Supplied passage -
>>>>

“A thing is right when it
tends to preserve the integrity, stability, and beauty
of the biotic community. It is wrong when it tends
otherwise.” Aldo Leopold
Montana Fish, Wildlife and Parks Region 4 Supervisor
Mike Aderhold’s formal comment regarding the
Lewis and Clark National Forest’s(LCNF) travel
planning process for the Rocky Mountain Ranger District(RMRD)
included not only the above wisdom of Aldo Leopold
but a clear professional opinion: “Alternative
3, by your[Forest Service] analysis and our analysis,
best serves the area’s wildlife resources. Wildlife
is our business and the main tenet of our agency’s
charter.”
The LCNF developed five travel plan alternatives
for the RMRD’s 391,000 acres of non-wilderness
lands west of Choteau along the Rocky Mountain Front.
MWF encouraged the public to take a good look at Alternative
3, which does not reduce access to public land, allowing
wheeled motorized travel to continue on all existing
main access roads to trailheads, developed campgrounds,
recreational cabins, and other facilities, as well
as on short spur roads leading to dispersed campsites.
Alternative 3 does allow the continued use of game
retrieval carts and protects the current dominant
use of horse and foot travel for hunting and fishing.
Most importantly Alternative 3 enhances the Front’s
core value of being secure, critical winter and spring
habitat for the Northern Continental Divide Ecosystem
game species, including Bighorn sheep, black bear,
elk, mountain lion, moose, mountain goats, mule and
whitetail deer.

<<<<

Problems -
1 - Translate this sentence from the Rocky Mountain Front travel plan passage into Spanish: "Wildlife is our business and the main tenet of our agency's charter."
2 - List every game species that the Rocky Mountain Front travel plan passage names.
3 - Carry the Rocky Mountain Front travel plan passage forward from its last sentence.
The records have no role in any of this work.

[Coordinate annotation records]
>>>>

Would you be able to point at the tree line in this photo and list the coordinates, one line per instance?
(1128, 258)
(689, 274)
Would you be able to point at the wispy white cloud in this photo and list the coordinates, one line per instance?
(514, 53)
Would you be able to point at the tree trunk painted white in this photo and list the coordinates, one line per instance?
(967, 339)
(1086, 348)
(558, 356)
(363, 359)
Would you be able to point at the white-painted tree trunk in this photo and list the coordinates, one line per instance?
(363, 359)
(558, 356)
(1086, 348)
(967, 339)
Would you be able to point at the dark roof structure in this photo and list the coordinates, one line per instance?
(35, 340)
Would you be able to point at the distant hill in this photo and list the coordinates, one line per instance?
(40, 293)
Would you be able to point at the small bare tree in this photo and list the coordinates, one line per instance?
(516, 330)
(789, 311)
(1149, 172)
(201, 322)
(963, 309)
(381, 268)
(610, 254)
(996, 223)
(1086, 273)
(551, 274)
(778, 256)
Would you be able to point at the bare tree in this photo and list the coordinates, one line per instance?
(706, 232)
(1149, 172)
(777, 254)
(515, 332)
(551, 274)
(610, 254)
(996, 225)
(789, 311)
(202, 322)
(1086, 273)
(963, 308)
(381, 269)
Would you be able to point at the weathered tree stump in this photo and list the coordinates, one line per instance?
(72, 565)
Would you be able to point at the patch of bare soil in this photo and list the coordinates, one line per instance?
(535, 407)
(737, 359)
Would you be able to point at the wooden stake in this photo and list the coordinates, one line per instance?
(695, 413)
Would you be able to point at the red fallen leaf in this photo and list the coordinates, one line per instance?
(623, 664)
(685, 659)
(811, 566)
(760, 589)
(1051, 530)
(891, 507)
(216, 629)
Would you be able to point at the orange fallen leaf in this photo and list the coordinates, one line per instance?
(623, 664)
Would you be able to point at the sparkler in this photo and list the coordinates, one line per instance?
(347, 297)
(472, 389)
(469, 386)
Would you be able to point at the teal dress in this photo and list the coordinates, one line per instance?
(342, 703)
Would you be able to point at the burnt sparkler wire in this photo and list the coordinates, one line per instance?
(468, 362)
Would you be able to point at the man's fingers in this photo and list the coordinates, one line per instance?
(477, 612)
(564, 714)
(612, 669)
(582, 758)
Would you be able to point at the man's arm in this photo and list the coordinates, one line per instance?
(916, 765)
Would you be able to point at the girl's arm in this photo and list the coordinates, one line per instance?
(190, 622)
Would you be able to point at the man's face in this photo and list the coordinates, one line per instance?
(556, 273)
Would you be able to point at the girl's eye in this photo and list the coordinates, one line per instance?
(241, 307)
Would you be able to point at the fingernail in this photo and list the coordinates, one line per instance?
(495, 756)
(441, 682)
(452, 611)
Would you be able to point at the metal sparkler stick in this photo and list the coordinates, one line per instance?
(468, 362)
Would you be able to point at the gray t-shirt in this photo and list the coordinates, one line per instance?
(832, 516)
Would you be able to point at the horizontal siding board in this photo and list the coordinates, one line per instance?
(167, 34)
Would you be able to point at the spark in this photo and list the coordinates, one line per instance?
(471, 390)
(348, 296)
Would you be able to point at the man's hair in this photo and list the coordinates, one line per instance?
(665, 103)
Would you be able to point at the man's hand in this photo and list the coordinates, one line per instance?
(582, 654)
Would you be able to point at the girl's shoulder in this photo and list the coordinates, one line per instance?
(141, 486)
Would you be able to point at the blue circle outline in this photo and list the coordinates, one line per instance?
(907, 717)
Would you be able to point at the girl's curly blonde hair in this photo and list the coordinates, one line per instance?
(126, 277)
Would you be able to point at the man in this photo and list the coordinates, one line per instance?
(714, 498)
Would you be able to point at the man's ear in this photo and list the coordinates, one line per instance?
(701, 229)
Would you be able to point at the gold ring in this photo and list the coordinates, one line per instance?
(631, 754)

<<<<

The responses -
1 - La vida silvestre es nuestro asunto y el principio fundamental de la carta constitutiva de nuestra agencia.

2 - Bighorn sheep, black bear, elk, mountain lion, moose, mountain goats, mule deer, whitetail deer

3 -
Within the more than 36,000 comments that the LCNF
received, many hunters and anglers who understand
the importance of high quality habitat security supported
a conservative approach and recognized the high value
of habitat security to its relationship to Montana’s
longer, more liberal hunting seasons. Many hunters
understand that there is such a thing as too much
motorized access which can fragment secure habitat
and make elk, deer and other species overly vulnerable.
In states with substantially less secure habitat,
agencies have had no choice but to add hunting restrictions
that usually reduce hunter numbers and/or opportunities.
Aderhold and his staff reinforced the need for a
common sense land ethic, an ethic that will inevitably
enhance our rich hunting and fishing tradition, an
ethic that is too often lost by today’s public
land management agencies. Thanks to Mike Aderhold,
his staff and the thousands of Americans who care
enough to get involved and make their opinions a part
of the process.
MWF is conducting an analysis of the comments and
will keep its members informed as the LCNF determines
the outcome.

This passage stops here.